» **BRIEF**: Copy out, word for word, the entries from the line containing "surface in this photo, one line per instance." through the last line of the entries, including both of those lines.
[start of AVAILABLE RECORDS]
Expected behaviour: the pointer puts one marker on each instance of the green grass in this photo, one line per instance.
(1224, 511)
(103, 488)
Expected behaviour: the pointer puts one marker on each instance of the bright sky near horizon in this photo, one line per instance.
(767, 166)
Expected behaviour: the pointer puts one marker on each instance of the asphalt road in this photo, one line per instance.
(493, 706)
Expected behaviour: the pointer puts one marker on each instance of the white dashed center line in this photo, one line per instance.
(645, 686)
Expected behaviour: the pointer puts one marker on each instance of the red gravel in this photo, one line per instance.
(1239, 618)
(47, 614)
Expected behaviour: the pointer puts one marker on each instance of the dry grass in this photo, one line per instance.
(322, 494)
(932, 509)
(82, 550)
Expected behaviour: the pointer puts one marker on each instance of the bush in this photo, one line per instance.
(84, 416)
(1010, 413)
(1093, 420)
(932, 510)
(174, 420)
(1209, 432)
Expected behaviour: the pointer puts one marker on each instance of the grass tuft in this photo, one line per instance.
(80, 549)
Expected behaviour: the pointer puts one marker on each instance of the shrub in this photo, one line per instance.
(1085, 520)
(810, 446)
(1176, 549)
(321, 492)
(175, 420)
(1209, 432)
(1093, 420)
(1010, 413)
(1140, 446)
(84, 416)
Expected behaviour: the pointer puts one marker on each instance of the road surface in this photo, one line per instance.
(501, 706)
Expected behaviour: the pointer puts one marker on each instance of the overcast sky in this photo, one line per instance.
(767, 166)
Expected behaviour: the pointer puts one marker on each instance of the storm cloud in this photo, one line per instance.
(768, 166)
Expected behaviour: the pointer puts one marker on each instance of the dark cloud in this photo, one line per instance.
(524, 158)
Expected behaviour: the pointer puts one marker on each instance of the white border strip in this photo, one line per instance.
[end of AVAILABLE RECORDS]
» **RESPONSE TO THE TASK**:
Expected behaviour: the pointer puts one marker on each instance of the road surface in this photo, one line per instance.
(501, 706)
Expected behaviour: the pointer puts one marker on each instance of the overcast sky in this photo, one line per instance.
(767, 166)
Expected behaviour: the pointer puts one marker on each instance of the storm cloud in this photo, one line per instance.
(768, 166)
Expected behaviour: the pointer puts one marker on each instance of the dark cloud in this photo, one line per instance.
(524, 158)
Expected behaviour: the pointer puts one marker on each instance of the white border strip in this photo, one line per instance.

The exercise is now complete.